### TO DO
Update the records from the line containing "Target: high heel sandal" through the line containing "241], [106, 241]]]": reproduce those lines with "high heel sandal" replaced by "platform sandal" and nothing else altered.

### DATA PROVIDED
——

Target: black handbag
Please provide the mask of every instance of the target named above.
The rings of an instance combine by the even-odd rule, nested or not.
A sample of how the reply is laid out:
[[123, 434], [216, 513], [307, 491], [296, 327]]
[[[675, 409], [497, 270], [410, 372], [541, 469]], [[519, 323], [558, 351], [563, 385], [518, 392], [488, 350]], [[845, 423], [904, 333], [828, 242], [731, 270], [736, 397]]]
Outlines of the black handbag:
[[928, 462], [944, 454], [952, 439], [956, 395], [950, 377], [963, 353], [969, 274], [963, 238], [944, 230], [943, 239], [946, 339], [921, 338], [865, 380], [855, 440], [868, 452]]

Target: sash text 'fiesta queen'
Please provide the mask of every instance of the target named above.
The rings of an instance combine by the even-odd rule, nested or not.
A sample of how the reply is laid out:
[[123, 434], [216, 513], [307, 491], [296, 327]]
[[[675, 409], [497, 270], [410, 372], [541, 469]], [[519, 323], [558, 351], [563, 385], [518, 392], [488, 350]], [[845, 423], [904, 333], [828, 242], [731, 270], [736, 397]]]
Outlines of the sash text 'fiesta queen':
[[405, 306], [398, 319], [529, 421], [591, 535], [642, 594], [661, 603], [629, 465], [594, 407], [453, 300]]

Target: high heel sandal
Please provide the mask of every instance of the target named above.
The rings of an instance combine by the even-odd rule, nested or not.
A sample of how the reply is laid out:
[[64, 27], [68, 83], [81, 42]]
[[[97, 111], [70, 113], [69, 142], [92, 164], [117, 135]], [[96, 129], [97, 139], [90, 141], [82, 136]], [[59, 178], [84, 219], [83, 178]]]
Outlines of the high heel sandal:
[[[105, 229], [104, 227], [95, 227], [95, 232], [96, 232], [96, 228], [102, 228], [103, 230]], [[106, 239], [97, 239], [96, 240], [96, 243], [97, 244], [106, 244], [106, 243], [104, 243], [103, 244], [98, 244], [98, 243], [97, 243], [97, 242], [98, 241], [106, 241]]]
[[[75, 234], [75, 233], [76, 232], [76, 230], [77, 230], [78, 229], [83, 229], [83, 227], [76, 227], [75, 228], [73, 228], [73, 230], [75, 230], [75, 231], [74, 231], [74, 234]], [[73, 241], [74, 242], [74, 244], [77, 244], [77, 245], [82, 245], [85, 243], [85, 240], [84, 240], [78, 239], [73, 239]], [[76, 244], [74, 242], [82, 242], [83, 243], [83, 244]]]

——

### EXERCISE RESPONSE
Target: platform sandal
Please provide the mask of every instance of the target named above.
The rings of an instance combine by the even-odd rule, nested or not.
A sample of how the reply is laid out:
[[64, 27], [68, 83], [81, 42]]
[[[97, 111], [70, 113], [69, 142], [92, 164], [117, 135]], [[96, 129], [97, 139], [90, 141], [82, 136]], [[59, 178], [84, 219], [83, 178]]]
Outlines of the platform sandal:
[[[105, 229], [104, 227], [95, 227], [95, 232], [96, 232], [96, 228], [102, 228], [103, 230]], [[106, 239], [97, 239], [96, 240], [96, 243], [97, 244], [106, 244], [106, 243], [104, 243], [103, 244], [98, 244], [98, 243], [97, 243], [97, 242], [98, 241], [106, 241]]]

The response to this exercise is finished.